— BEGIN Text section —

It is at this stage of the book that St. John experiences his only misstep. From the SEC championship game, he goes immediately into wrapping up the season. He explores the sense of depression and loss that many sports fans feel when their team's season ends. St. John even gives a brief capsule of the next season, during which the Tide collapses and has an epically bad performance in which the team ends up 3-8. That performance costs DuBose his job despite the fact that a year earlier he had been voted SEC coach of the year. There is only one problem - to cap off the 1999 season, the Alabama Crimson Tide played Michigan in the Orange Bowl on January 1, 2000 and lost in a squeaker, 35-34, nonetheless finishing 8th in the nation. St. John talks about none of this. Presumably, he chooses not to join the RV community at the bowl game, but we get no sense of why, and most readers may never even know that Alabama played in one of the major bowl games of the year. It is a peculiar fumble in a book that otherwise scores only touchdowns.

— END Text section —
— BEGIN Data shown —

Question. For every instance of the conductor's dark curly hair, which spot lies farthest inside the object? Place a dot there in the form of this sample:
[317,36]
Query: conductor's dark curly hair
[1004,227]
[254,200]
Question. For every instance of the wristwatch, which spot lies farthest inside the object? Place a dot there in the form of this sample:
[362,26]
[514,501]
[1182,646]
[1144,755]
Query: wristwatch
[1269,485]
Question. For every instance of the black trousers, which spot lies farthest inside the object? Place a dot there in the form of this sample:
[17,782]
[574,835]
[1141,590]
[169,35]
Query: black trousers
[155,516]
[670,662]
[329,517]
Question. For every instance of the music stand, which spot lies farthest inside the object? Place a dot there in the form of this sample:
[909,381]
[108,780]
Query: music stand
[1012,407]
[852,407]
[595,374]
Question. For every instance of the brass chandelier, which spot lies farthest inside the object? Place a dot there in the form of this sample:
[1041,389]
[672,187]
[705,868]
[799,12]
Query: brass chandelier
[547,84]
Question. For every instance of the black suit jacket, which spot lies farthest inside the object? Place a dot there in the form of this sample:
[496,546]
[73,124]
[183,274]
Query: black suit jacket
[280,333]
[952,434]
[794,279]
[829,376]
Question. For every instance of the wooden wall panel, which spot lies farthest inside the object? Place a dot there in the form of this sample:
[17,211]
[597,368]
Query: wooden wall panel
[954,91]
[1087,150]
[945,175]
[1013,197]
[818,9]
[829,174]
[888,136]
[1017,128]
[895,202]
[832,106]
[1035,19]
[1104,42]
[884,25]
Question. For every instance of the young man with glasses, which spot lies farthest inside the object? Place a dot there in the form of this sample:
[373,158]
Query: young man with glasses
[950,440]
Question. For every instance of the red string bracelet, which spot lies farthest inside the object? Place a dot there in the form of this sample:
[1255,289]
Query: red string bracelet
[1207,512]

— END Data shown —
— BEGIN Data shown —

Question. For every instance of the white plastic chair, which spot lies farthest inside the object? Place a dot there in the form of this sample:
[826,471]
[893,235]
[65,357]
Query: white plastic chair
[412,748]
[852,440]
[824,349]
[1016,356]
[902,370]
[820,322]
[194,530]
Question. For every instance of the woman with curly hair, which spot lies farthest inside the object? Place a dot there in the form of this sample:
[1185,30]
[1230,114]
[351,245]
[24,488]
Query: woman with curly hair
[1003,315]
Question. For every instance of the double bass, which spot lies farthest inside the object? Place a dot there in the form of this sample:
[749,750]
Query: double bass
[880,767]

— END Data shown —
— BEGIN Data shown —

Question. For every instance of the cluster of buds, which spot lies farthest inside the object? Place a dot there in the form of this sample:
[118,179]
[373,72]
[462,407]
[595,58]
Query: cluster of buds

— END Data shown —

[Task description]
Extract the full review passage about the 1999 Alabama season, word for word. Rely only on the review passage about the 1999 Alabama season.

[Expected answer]
It is at this stage of the book that St. John experiences his only misstep. From the SEC championship game, he goes immediately into wrapping up the season. He explores the sense of depression and loss that many sports fans feel when their team's season ends. St. John even gives a brief capsule of the next season, during which the Tide collapses and has an epically bad performance in which the team ends up 3-8. That performance costs DuBose his job despite the fact that a year earlier he had been voted SEC coach of the year. There is only one problem - to cap off the 1999 season, the Alabama Crimson Tide played Michigan in the Orange Bowl on January 1, 2000 and lost in a squeaker, 35-34, nonetheless finishing 8th in the nation. St. John talks about none of this. Presumably, he chooses not to join the RV community at the bowl game, but we get no sense of why, and most readers may never even know that Alabama played in one of the major bowl games of the year. It is a peculiar fumble in a book that otherwise scores only touchdowns.